------ LISTING

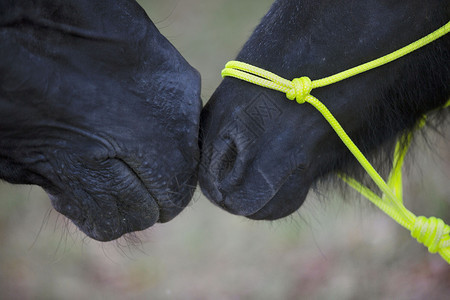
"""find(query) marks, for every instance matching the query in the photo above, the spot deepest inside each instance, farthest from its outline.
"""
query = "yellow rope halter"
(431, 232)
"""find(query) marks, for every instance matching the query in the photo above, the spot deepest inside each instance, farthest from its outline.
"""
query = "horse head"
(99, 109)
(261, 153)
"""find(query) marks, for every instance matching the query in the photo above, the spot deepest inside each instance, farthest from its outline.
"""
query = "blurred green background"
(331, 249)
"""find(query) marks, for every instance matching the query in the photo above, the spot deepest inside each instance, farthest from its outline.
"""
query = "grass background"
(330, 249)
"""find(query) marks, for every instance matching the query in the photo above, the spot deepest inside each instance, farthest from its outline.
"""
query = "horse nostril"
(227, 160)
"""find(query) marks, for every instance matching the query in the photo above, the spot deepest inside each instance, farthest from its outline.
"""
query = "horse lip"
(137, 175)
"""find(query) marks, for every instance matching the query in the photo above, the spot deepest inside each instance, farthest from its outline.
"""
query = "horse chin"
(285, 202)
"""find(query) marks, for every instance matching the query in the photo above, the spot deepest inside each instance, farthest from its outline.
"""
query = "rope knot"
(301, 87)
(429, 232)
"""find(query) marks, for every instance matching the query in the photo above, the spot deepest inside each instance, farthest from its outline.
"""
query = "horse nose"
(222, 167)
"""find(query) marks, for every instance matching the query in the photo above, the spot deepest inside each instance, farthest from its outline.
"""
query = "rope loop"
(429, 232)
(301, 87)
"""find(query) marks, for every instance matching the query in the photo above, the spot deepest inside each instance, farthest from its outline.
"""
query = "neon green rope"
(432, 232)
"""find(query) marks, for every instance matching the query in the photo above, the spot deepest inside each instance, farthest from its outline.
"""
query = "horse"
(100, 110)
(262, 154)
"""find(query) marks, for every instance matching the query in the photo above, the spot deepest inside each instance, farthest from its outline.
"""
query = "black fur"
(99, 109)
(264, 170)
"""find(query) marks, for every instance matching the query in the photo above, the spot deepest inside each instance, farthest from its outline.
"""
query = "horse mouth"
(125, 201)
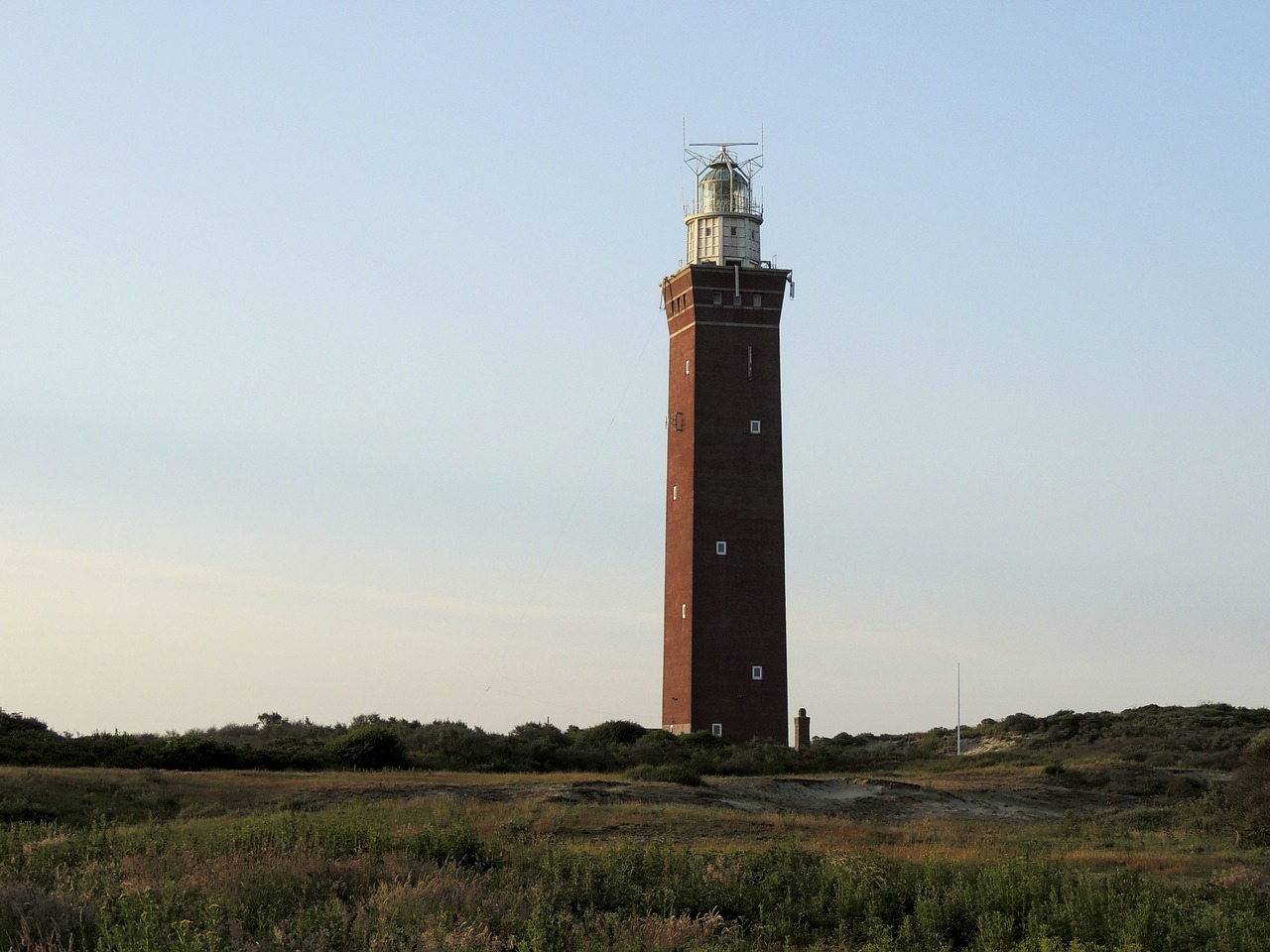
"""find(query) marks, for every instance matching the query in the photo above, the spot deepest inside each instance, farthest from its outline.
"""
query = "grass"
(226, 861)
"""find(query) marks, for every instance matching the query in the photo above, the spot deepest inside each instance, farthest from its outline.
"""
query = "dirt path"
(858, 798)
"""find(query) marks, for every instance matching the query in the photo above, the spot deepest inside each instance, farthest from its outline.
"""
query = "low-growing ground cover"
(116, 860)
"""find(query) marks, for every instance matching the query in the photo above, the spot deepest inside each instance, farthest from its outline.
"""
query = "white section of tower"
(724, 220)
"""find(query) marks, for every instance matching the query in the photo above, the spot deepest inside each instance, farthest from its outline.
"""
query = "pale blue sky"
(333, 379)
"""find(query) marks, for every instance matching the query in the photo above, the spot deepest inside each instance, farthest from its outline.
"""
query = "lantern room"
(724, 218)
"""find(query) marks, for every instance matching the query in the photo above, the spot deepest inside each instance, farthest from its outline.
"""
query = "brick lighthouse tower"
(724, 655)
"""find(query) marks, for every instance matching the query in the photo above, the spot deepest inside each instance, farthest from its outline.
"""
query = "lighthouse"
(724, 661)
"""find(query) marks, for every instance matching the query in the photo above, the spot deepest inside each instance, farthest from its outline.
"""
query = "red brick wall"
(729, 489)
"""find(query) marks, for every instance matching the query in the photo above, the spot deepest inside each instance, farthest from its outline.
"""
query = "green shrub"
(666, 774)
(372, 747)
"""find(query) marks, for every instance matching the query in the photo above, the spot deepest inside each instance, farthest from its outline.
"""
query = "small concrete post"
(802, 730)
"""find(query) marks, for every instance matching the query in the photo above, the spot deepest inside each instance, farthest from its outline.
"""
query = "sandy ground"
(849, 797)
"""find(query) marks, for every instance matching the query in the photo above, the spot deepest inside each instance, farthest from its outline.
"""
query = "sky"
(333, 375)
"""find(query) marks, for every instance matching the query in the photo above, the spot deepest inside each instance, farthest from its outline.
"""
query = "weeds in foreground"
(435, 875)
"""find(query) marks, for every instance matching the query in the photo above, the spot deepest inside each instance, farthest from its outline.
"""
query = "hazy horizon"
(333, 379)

------------

BRIEF:
The pictures should not be reproduced; quote all of the other material exactly.

ANSWER BELOW:
"""find(query) marks, for every instance matching the query in the photo above, the spot deepest inside each instance, farthest from its outline.
"""
query = "yellow rope halter"
(431, 232)
"""find(query) marks, for every instance matching the query in the photo above, the spot deepest inside each instance, farthest from its outline.
"""
query = "horse head"
(99, 109)
(261, 153)
"""find(query) marks, for every instance matching the query in the photo above, the spot deepest inside each instance, farthest from its outline.
"""
query = "blurred green background"
(331, 249)
"""find(query) marks, for every instance matching the query in the photo above, the spot deepest inside each instance, farthest from its outline.
"""
query = "grass background"
(330, 249)
"""find(query) marks, for every instance matching the query in the photo above, the spot deepest inside each instance, farthest from its outline.
"""
query = "horse nostril"
(227, 160)
"""find(query) marks, for every instance matching the query in the photo above, the spot deepest inside each instance, farthest from its outline.
"""
query = "horse lip"
(137, 175)
"""find(query) marks, for every instance matching the query in the photo above, the spot deepest inside each instance, farthest from its outline.
"""
query = "horse chin"
(285, 202)
"""find(query) marks, for every instance matching the query in the photo above, the spot deepest inside each instance, farthest from its outline.
"""
query = "rope knot"
(301, 87)
(429, 232)
"""find(query) marks, for every instance matching the query in the photo above, the spot deepest inside each instance, farthest from its outline.
"""
query = "horse nose"
(222, 167)
"""find(query) marks, for every instance matching the query in the photo above, the spot deepest inside each instance, farthest from its outline.
"""
query = "rope loop"
(429, 232)
(301, 87)
"""find(query) marks, for every instance matching the query in the photo above, the spot deepest inside each instance, farthest from its outline.
"""
query = "neon green rope"
(432, 232)
"""find(query) marks, for every instance matching the query in the photo above, the spot deepest inside each instance, farthest from its outline.
"""
query = "horse"
(100, 110)
(262, 154)
"""find(query) marks, for every instance matching the query in the photo above, the spot deepest inside each instance, farthest from its outline.
"""
query = "black fur"
(99, 109)
(264, 170)
"""find(query) marks, for every instance matching the query in the photo above, the spot deepest inside each instance, farthest from its outline.
"""
query = "horse mouth"
(125, 201)
"""find(query) marks, for every instance matching the query in the photo above, the spot deepest inside each instance, farthest from its outline.
"""
query = "grass"
(226, 861)
"""find(query) marks, for every instance matching the query in the photo above, the spot deepest inside each instance, farthest from its outline.
"""
query = "dirt path"
(858, 798)
"""find(query) marks, for every instance matching the query in the photo above, the spot deepest inside each instance, farthest from its outline.
"""
query = "low-growing ground cover"
(116, 860)
"""find(query) marks, for every instance matching the query in the photo above, the spot deepest inside each instance, farthest from its outline.
"""
query = "white section of tower"
(724, 220)
"""find(query) marks, for every instance matching the query in the photo above, the spot deepest inside each instance, farthest from its outline.
"""
query = "pale blue sky"
(333, 379)
"""find(query) marks, for every instance matching the query in the photo above, the spot deepest inside each instance, farthest from its outline.
"""
query = "lantern room"
(724, 218)
"""find(query) marks, for every instance matching the query in the photo above, the spot deepest inside each instance, farthest from its outline.
"""
query = "brick lighthouse tower"
(724, 655)
"""find(query) marks, for every instance matching the query in the photo above, the spot deepest inside each instance, farthest from its outline.
"""
query = "lighthouse"
(724, 661)
"""find(query) marks, for every instance matching the query in the photo above, the spot deepest inside each instance, farthest from its outline.
"""
query = "red brick wall"
(729, 489)
"""find(query) marks, for every instance matching the query in the photo above, the spot deepest inside each instance, farthest from its outline.
"""
query = "green shrub"
(666, 774)
(372, 747)
"""find(query) marks, for every instance matching the query in the photo above, the spot deepest inside each instance, farthest from its outline.
"""
query = "small concrete post"
(802, 730)
"""find(query) marks, for every instance matching the query in the photo above, the spot deepest inside each instance, farthest from its outline.
"""
query = "sandy ground"
(849, 797)
"""find(query) marks, for every instance matching the query in the photo above, the spot deepest inside each instance, farthest from its outline.
"""
query = "sky"
(333, 375)
"""find(query) marks, for every instance matching the query in the photo above, the spot deepest inside each instance, farthest from its outline.
"""
query = "weeds in foreground"
(435, 875)
"""find(query) marks, for every instance matching the query in the photo above, the spot deepest inside each instance, farthest from its outline.
"""
query = "hazy horizon"
(333, 379)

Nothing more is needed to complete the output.